==== SUPPLIED RECORDS ====

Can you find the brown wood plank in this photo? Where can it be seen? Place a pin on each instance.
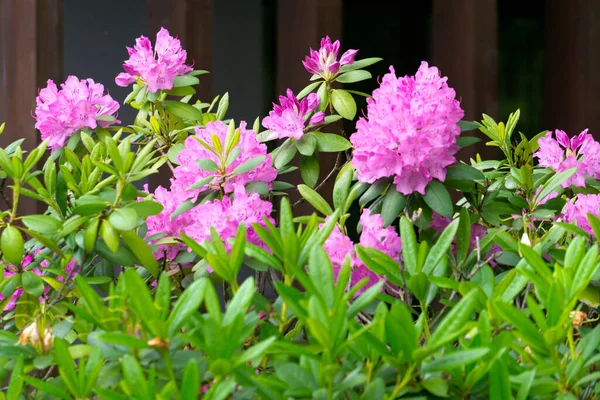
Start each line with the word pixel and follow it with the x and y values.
pixel 191 22
pixel 465 48
pixel 300 26
pixel 571 64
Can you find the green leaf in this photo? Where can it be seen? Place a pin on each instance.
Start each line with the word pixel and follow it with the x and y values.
pixel 331 143
pixel 315 199
pixel 15 384
pixel 186 305
pixel 341 187
pixel 183 110
pixel 146 208
pixel 12 246
pixel 304 92
pixel 457 359
pixel 400 331
pixel 437 197
pixel 359 64
pixel 466 126
pixel 32 284
pixel 307 144
pixel 353 76
pixel 123 219
pixel 284 154
pixel 463 238
pixel 393 204
pixel 553 184
pixel 309 170
pixel 241 301
pixel 207 164
pixel 141 251
pixel 185 80
pixel 191 381
pixel 248 165
pixel 439 249
pixel 466 141
pixel 343 103
pixel 110 236
pixel 453 323
pixel 499 381
pixel 410 248
pixel 45 224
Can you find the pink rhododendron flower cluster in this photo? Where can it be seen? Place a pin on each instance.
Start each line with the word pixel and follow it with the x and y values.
pixel 188 172
pixel 324 62
pixel 77 105
pixel 410 131
pixel 561 153
pixel 478 232
pixel 576 210
pixel 374 235
pixel 156 68
pixel 224 215
pixel 10 270
pixel 288 118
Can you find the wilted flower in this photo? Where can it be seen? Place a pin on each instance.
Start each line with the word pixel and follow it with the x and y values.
pixel 77 105
pixel 410 131
pixel 156 68
pixel 325 62
pixel 289 117
pixel 576 210
pixel 188 172
pixel 373 235
pixel 560 154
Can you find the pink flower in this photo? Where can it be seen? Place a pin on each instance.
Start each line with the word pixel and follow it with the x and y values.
pixel 77 105
pixel 224 215
pixel 410 131
pixel 478 232
pixel 576 210
pixel 288 118
pixel 188 172
pixel 374 235
pixel 156 69
pixel 560 154
pixel 324 62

====

WRITTEN REQUEST: Arrange every line of the rows above as a JSON list of strings, with one string per line. Skip blank lines and leave out the pictures.

SOLVED PROBLEM:
[
  "Can you find the brown wood plank in this photo? Where can it be seen? Place a pin on each instance.",
  "Start each line with the word pixel and follow it with the x and y values.",
  "pixel 191 22",
  "pixel 465 48",
  "pixel 300 26",
  "pixel 571 64",
  "Can you find the green leaf in this photo? Where can it be seen? Place a pin on each instance.",
  "Start each line with the word pixel and follow it with the x and y values.",
  "pixel 331 143",
  "pixel 315 199",
  "pixel 15 384",
  "pixel 186 305",
  "pixel 341 187",
  "pixel 183 110",
  "pixel 146 208",
  "pixel 12 246",
  "pixel 304 92",
  "pixel 457 359",
  "pixel 400 331",
  "pixel 437 197",
  "pixel 359 64",
  "pixel 466 126",
  "pixel 32 284",
  "pixel 307 144",
  "pixel 353 76",
  "pixel 123 219",
  "pixel 284 154",
  "pixel 463 238",
  "pixel 393 204",
  "pixel 553 184",
  "pixel 309 170",
  "pixel 241 301",
  "pixel 207 164",
  "pixel 141 251",
  "pixel 185 80",
  "pixel 191 381",
  "pixel 248 165",
  "pixel 439 249",
  "pixel 466 141",
  "pixel 343 103",
  "pixel 110 236",
  "pixel 453 323",
  "pixel 499 381",
  "pixel 410 248",
  "pixel 45 224",
  "Can you find the pink rhododendron flower cluster in this photo? Where can it be seen? Place a pin on each instance.",
  "Start each line with the word pixel and follow it with the x and y values.",
  "pixel 188 172",
  "pixel 324 62",
  "pixel 77 105",
  "pixel 410 131",
  "pixel 561 153",
  "pixel 478 232",
  "pixel 576 210",
  "pixel 374 235",
  "pixel 156 68",
  "pixel 224 215",
  "pixel 10 270",
  "pixel 288 118",
  "Can you find the wilted flower in this photo? Where can it be seen? Place a pin on each instance.",
  "Start each line with the word pixel and follow it with the x and y values.",
  "pixel 77 105",
  "pixel 410 131",
  "pixel 156 68",
  "pixel 325 62",
  "pixel 289 117",
  "pixel 576 210",
  "pixel 188 172",
  "pixel 373 235",
  "pixel 560 154",
  "Can you find the pink flower in this photo? Where can it be seen? Place a pin on each instance.",
  "Start each line with the word pixel and follow it with the x and y values.",
  "pixel 77 105",
  "pixel 224 215",
  "pixel 410 131",
  "pixel 478 232",
  "pixel 576 210",
  "pixel 288 118",
  "pixel 188 172",
  "pixel 374 235",
  "pixel 156 69",
  "pixel 560 154",
  "pixel 324 62"
]